Task: Reprint all entries without any alteration.

(Stored data entries)
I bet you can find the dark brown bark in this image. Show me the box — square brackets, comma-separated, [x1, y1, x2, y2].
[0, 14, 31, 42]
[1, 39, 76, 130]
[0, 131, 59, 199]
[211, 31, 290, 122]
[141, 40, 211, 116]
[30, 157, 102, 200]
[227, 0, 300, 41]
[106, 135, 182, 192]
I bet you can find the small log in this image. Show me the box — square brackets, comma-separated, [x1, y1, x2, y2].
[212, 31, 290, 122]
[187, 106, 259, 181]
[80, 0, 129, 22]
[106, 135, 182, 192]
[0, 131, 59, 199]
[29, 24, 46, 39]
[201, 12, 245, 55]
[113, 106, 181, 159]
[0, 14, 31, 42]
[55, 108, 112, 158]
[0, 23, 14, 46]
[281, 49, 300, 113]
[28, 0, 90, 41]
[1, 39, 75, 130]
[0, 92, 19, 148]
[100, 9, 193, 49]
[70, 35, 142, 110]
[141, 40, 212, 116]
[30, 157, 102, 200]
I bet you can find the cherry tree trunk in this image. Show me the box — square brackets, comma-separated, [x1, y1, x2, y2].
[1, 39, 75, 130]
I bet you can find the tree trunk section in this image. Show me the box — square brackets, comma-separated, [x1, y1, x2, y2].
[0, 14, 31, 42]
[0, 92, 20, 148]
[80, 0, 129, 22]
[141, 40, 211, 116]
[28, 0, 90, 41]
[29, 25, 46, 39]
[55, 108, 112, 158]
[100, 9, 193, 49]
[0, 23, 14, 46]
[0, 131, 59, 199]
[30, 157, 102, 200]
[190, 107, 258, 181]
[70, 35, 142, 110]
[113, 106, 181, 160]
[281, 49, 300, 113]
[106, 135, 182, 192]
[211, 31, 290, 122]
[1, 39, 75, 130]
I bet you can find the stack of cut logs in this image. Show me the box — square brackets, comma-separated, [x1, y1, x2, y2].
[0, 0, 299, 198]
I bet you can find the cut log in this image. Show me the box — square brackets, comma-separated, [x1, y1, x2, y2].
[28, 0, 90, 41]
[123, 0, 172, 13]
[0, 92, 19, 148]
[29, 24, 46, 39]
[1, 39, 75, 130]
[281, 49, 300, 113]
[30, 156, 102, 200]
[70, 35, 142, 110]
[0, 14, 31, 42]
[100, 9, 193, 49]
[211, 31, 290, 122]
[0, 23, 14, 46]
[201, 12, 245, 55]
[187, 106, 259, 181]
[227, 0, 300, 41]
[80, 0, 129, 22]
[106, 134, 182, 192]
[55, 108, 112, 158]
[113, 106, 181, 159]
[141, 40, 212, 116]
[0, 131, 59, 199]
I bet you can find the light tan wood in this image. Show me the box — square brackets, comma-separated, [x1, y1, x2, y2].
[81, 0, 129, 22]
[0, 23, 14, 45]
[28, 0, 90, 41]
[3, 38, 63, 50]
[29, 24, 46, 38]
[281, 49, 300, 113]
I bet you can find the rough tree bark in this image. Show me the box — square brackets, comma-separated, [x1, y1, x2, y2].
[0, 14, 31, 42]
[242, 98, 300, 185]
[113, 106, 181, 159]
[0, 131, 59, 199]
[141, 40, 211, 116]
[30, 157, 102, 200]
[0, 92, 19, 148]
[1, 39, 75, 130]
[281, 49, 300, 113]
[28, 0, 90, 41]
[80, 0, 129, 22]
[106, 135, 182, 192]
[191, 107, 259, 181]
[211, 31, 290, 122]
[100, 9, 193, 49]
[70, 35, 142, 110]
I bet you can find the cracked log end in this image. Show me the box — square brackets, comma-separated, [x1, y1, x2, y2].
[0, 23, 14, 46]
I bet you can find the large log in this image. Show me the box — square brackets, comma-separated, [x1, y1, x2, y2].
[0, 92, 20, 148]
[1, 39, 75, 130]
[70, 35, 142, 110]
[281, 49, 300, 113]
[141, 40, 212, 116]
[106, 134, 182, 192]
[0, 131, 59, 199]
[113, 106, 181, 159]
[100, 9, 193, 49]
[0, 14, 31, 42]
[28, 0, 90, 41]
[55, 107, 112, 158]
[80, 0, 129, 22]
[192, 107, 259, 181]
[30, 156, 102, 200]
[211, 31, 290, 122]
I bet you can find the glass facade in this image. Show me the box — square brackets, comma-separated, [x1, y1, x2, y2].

Exercise solution:
I bet you can find the dark brown bark in this image. Show me the box — square brackets, comma-separated, [x1, y1, x2, y2].
[0, 14, 31, 42]
[1, 39, 76, 130]
[0, 131, 59, 199]
[211, 31, 290, 122]
[141, 40, 211, 116]
[30, 157, 102, 200]
[227, 0, 300, 41]
[106, 135, 182, 192]
I bet you can find the small log in this image. Show me the box — square brackets, comma-separated, [x1, y1, x2, y2].
[212, 31, 290, 122]
[187, 106, 259, 181]
[80, 0, 129, 22]
[106, 135, 182, 192]
[0, 131, 59, 199]
[29, 24, 46, 39]
[201, 12, 245, 55]
[113, 106, 181, 159]
[0, 14, 31, 42]
[55, 108, 112, 158]
[0, 23, 14, 46]
[281, 49, 300, 113]
[28, 0, 90, 41]
[1, 39, 75, 130]
[0, 92, 19, 148]
[100, 9, 193, 49]
[70, 35, 142, 110]
[141, 40, 212, 116]
[30, 157, 102, 200]
I bet you can find the cherry tree trunk in this image. Show me the box — square brackets, comma-separated, [x1, y1, x2, y2].
[1, 39, 75, 130]
I bet you can find the tree trunk section in this image. Show me the box — square brackets, comma-separated, [x1, y1, x2, y2].
[0, 14, 31, 42]
[0, 92, 20, 148]
[80, 0, 129, 22]
[141, 40, 211, 116]
[28, 0, 90, 41]
[29, 25, 46, 39]
[55, 108, 112, 158]
[100, 9, 193, 49]
[0, 23, 14, 46]
[0, 131, 59, 199]
[30, 157, 102, 200]
[190, 107, 258, 181]
[70, 35, 142, 110]
[113, 106, 181, 160]
[281, 49, 300, 113]
[106, 135, 182, 192]
[211, 31, 290, 122]
[1, 39, 75, 130]
I bet you can find the stack of cut logs in this image. Show me the box — square brackets, comma-separated, [x1, y1, x2, y2].
[0, 0, 299, 198]
I bet you can find the cut log in this image. Show me the box — square brackets, comma-separated, [x1, y1, x2, y2].
[28, 0, 90, 41]
[123, 0, 172, 13]
[0, 92, 19, 148]
[29, 24, 46, 39]
[1, 39, 75, 130]
[281, 49, 300, 113]
[30, 156, 102, 200]
[70, 35, 142, 110]
[0, 14, 31, 42]
[100, 9, 193, 49]
[211, 31, 290, 122]
[0, 23, 14, 46]
[201, 12, 245, 55]
[187, 106, 259, 181]
[227, 0, 300, 41]
[80, 0, 129, 22]
[106, 134, 182, 192]
[55, 108, 112, 158]
[113, 106, 181, 159]
[141, 40, 212, 116]
[0, 131, 59, 199]
I bet you can find the light tan wood in this image. Show me the box — square brackets, comma-separated, [x1, y1, x2, y2].
[81, 0, 129, 22]
[0, 23, 14, 45]
[28, 0, 90, 41]
[3, 38, 63, 50]
[29, 24, 46, 38]
[281, 49, 300, 113]
I bet you can find the rough tree bark in this image. Show me the box — square brackets, comma-separated, [x1, y1, x2, y2].
[0, 14, 31, 42]
[242, 98, 300, 185]
[113, 106, 181, 159]
[0, 131, 59, 199]
[141, 40, 211, 116]
[30, 157, 102, 200]
[0, 92, 19, 148]
[1, 39, 75, 130]
[281, 49, 300, 113]
[28, 0, 90, 41]
[80, 0, 129, 22]
[106, 135, 182, 192]
[191, 107, 259, 181]
[211, 31, 290, 122]
[100, 9, 193, 49]
[70, 35, 142, 110]
I bet you can find the cracked log end in this image. Show me the box — square brackets, comma-separated, [x1, y1, x2, y2].
[0, 23, 14, 46]
I bet you can find the large log in this image. Show me the box — square brackets, comma-separated, [x1, y1, x2, y2].
[0, 92, 20, 148]
[1, 39, 75, 130]
[70, 35, 142, 110]
[281, 49, 300, 113]
[141, 40, 212, 116]
[106, 134, 182, 192]
[0, 131, 59, 199]
[113, 106, 181, 159]
[100, 9, 193, 49]
[0, 14, 31, 42]
[28, 0, 90, 41]
[55, 107, 112, 158]
[80, 0, 129, 22]
[192, 107, 259, 181]
[30, 156, 102, 200]
[211, 31, 290, 122]
I bet you can find the glass facade in this image. Show me the box — square brackets, comma-separated, [x1, y1, x2, y2].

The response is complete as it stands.